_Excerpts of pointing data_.
--- --- ---
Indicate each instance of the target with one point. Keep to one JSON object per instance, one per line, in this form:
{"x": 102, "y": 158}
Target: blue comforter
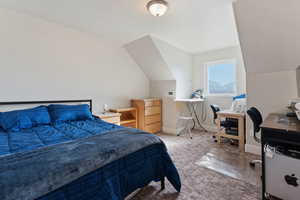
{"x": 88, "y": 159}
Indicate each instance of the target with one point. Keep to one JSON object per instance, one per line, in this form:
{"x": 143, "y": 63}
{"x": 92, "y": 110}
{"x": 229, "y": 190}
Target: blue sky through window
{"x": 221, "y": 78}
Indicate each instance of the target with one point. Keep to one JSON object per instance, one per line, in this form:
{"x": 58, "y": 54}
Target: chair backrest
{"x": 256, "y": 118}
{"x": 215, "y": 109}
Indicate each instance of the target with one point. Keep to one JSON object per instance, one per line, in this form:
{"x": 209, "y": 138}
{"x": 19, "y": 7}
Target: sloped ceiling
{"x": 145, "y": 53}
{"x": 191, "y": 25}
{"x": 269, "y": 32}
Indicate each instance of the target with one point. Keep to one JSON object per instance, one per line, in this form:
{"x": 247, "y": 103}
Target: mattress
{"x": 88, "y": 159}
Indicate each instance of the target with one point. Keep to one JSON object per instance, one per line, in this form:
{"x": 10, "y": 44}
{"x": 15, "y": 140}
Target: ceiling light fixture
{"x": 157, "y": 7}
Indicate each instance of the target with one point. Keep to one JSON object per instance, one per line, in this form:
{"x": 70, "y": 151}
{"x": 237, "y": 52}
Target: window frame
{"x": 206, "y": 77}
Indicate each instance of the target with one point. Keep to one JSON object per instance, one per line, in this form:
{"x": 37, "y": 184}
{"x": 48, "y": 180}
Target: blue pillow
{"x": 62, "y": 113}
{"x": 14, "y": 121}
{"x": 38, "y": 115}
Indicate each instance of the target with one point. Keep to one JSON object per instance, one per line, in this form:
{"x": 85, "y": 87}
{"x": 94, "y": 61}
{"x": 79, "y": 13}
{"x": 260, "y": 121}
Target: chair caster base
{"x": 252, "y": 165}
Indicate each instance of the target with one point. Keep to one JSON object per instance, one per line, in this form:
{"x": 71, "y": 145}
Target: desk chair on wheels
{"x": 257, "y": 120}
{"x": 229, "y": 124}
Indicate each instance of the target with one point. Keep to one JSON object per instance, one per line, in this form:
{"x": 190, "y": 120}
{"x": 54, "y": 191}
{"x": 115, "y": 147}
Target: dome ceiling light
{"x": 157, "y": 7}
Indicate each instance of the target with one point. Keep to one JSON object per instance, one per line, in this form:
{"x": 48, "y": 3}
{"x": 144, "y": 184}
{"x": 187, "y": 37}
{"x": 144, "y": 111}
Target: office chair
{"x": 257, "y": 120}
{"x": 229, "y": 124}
--- --- ---
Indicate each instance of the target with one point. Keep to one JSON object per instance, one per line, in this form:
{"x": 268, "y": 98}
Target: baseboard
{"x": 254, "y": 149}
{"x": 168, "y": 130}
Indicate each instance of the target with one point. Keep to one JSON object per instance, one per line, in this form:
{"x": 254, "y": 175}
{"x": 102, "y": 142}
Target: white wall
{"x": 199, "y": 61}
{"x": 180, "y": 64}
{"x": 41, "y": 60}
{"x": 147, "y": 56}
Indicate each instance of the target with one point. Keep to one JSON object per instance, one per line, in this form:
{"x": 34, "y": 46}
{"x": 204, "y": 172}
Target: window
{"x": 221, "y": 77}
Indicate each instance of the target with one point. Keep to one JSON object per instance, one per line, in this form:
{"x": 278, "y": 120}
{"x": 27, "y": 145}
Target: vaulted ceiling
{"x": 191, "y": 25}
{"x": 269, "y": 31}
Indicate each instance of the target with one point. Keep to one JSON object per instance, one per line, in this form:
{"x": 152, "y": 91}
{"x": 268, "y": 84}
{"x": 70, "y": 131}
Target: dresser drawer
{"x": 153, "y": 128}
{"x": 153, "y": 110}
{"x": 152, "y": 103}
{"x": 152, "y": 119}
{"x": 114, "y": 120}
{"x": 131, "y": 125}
--- --- ---
_Aim_. Find every line in the material above that contains the string "window", and copy each of those lines.

_Exercise output_.
Target: blue sky through window
Target: window frame
Target: window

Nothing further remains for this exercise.